** Exercise text **
--------

Rino Ray Johnson 1932-2009

He loved fixing things and refinishing furniture, and was very particular about his tools

Rino Ray Johnson 1932-2009

Rino Ray Johnson was born on Jan. 8, 1932, in Lindale, Alta., the son of two livestock farmers. As a boy, he liked to help out on the family farm, but he left home at 17 to work as a logger in B.C.’s Okanagan Valley. At about five foot eight, he didn’t have a large build for a forestry worker, but he was extremely strong, energetic and good with his hands, especially at fixing things and carpentry, which he taught himself by taking things apart and tinkering.

At 21, Ray met his wife, Marion, when both were working at the Babine Lake logging camp in northwest B.C. She was the camp cook, and he felled trees and drove the skidder. They both loved the ruggedness of the West Coast, camping, and going to garage sales. Moving to Lavington, B.C., Ray and Marion had six children: Marlene, Colleen, Barbara, Patrick, Laurie and Bonnie. He continued to log, and built a wooden house for his growing family. It was a four-bedroom home with a shed out back to house Ray’s prized collection of tools. The whole family dug the foundation and hammered in floorboards together.

In 1965, they moved to Enderby, about an hour’s drive away, where the couple set up a store called Ray’s, selling workwear and casual clothes to the surrounding logging and milling community. They didn’t have a lot of money, but Ray liked to make what they needed, and even made his children a wooden toy pistol, saw, and hammer. “He used to carve tools for us kids out of the branches,” says his daughter Laurie Bowie. In 1974, the Johnsons sold their store and went to northern California, living on their savings in a trailer. When funds were low, Ray would buy used furniture and fix it up, although he never charged much and it was always a passion as much as a job.

--------

** Provided records **
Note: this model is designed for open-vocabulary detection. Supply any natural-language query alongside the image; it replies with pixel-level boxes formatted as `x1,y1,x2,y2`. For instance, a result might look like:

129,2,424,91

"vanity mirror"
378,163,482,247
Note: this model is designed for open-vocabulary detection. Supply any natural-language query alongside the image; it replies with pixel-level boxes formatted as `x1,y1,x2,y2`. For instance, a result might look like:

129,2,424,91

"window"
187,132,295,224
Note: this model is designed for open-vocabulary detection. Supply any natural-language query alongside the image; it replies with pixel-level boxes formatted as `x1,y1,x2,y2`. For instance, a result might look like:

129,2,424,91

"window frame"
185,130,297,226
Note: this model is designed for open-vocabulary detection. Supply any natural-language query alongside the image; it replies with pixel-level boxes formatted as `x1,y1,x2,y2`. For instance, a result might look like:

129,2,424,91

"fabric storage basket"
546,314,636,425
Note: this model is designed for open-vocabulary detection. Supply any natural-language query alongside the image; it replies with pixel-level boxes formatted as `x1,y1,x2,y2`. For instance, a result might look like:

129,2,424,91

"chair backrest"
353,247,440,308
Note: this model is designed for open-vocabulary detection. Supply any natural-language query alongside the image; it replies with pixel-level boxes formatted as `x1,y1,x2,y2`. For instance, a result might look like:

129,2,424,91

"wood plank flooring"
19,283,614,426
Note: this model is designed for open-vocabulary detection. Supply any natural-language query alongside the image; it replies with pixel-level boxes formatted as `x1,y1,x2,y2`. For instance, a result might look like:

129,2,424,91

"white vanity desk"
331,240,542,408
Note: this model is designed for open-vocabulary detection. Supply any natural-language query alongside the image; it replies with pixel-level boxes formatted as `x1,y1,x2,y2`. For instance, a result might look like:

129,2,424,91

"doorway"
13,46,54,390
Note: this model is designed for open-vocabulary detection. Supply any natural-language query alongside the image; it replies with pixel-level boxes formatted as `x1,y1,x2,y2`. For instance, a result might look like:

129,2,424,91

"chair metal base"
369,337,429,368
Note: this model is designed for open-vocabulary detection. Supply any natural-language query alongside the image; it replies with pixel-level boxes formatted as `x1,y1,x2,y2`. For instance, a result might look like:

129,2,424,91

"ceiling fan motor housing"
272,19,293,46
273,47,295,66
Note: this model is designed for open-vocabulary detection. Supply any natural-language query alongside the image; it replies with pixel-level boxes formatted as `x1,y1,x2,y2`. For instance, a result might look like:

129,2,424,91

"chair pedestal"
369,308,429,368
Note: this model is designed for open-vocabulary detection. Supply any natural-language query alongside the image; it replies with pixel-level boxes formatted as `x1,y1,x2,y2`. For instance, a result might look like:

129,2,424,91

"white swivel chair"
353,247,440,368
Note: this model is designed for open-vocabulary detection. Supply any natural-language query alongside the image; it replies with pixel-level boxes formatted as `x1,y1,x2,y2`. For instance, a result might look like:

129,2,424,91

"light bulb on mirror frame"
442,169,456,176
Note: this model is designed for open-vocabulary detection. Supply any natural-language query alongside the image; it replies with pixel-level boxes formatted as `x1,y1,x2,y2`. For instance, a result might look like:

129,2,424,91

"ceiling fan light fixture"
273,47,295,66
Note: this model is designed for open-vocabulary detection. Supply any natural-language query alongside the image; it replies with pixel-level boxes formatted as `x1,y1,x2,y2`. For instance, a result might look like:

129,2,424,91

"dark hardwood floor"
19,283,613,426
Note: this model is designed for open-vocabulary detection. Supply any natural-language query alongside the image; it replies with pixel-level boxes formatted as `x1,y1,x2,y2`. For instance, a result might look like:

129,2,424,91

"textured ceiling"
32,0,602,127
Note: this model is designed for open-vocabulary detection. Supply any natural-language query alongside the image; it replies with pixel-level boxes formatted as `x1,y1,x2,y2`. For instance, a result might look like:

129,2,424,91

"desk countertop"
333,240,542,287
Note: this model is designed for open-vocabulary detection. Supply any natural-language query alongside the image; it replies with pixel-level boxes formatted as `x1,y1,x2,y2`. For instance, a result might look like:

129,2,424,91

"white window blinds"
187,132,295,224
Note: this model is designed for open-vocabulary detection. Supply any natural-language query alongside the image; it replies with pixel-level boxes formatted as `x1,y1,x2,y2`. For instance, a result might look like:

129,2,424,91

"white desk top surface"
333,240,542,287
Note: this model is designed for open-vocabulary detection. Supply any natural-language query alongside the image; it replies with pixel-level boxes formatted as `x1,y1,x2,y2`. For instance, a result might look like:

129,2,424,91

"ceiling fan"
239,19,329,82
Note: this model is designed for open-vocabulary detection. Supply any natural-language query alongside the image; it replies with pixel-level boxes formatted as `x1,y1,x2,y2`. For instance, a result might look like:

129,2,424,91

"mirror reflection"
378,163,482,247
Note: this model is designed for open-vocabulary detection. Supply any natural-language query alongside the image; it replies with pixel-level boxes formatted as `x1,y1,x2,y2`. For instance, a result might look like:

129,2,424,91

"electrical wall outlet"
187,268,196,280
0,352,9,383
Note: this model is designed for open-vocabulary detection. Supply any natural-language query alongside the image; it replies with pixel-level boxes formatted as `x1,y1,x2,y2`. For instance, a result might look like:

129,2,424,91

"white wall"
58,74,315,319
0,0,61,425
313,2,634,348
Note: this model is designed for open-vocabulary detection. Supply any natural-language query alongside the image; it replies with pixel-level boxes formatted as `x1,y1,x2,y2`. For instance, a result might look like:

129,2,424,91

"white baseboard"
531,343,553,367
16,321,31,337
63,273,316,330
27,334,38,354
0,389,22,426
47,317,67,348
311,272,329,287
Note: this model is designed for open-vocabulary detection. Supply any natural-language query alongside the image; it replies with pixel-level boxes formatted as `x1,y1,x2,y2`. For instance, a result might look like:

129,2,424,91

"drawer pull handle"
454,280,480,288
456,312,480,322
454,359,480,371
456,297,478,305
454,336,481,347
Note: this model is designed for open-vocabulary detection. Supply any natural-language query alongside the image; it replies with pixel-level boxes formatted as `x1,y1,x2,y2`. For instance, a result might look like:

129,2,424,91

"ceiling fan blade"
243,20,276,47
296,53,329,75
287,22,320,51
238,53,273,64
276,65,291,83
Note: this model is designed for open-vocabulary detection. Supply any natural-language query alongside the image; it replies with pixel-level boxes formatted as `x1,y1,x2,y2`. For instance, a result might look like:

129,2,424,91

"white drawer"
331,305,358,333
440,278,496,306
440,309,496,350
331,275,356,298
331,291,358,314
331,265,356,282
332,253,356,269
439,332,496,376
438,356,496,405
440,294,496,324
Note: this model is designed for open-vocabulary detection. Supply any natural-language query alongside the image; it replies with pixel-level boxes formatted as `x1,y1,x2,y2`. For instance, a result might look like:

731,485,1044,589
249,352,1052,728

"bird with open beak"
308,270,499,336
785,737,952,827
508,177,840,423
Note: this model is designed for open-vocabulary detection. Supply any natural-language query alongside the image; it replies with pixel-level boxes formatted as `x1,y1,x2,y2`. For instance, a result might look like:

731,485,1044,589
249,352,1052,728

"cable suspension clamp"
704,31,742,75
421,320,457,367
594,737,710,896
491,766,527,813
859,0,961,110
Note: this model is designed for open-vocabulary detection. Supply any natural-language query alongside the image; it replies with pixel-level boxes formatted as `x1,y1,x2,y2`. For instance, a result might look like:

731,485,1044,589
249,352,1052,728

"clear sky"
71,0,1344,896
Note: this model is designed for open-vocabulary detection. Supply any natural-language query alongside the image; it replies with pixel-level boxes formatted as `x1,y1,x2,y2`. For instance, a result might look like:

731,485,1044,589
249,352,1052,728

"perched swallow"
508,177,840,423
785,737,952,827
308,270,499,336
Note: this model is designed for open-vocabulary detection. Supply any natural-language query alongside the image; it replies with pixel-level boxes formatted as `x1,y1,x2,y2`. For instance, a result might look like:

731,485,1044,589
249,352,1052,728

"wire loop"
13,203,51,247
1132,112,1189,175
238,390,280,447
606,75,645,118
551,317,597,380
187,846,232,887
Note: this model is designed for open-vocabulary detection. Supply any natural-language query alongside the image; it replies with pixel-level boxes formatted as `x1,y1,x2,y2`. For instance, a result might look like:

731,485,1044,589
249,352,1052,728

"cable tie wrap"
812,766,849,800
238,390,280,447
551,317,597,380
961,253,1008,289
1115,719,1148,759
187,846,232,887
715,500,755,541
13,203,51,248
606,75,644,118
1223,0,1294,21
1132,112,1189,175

--------

** Exercise 1 **
From the profile of Rino Ray Johnson above, copy the passage that begins with the words "In 1965, they" and ends with the words "much as a job.".
** Exercise 2 **
Answer these questions from the profile of Rino Ray Johnson:
(a) Where was Ray born?
(b) What was Marion's job at the Babine Lake logging camp?
(c) In what year did the Johnsons sell their store?

** Expected output 1 **
In 1965, they moved to Enderby, about an hour’s drive away, where the couple set up a store called Ray’s, selling workwear and casual clothes to the surrounding logging and milling community. They didn’t have a lot of money, but Ray liked to make what they needed, and even made his children a wooden toy pistol, saw, and hammer. “He used to carve tools for us kids out of the branches,” says his daughter Laurie Bowie. In 1974, the Johnsons sold their store and went to northern California, living on their savings in a trailer. When funds were low, Ray would buy used furniture and fix it up, although he never charged much and it was always a passion as much as a job.

** Expected output 2 **
(a) Lindale, Alta.
(b) Camp cook
(c) 1974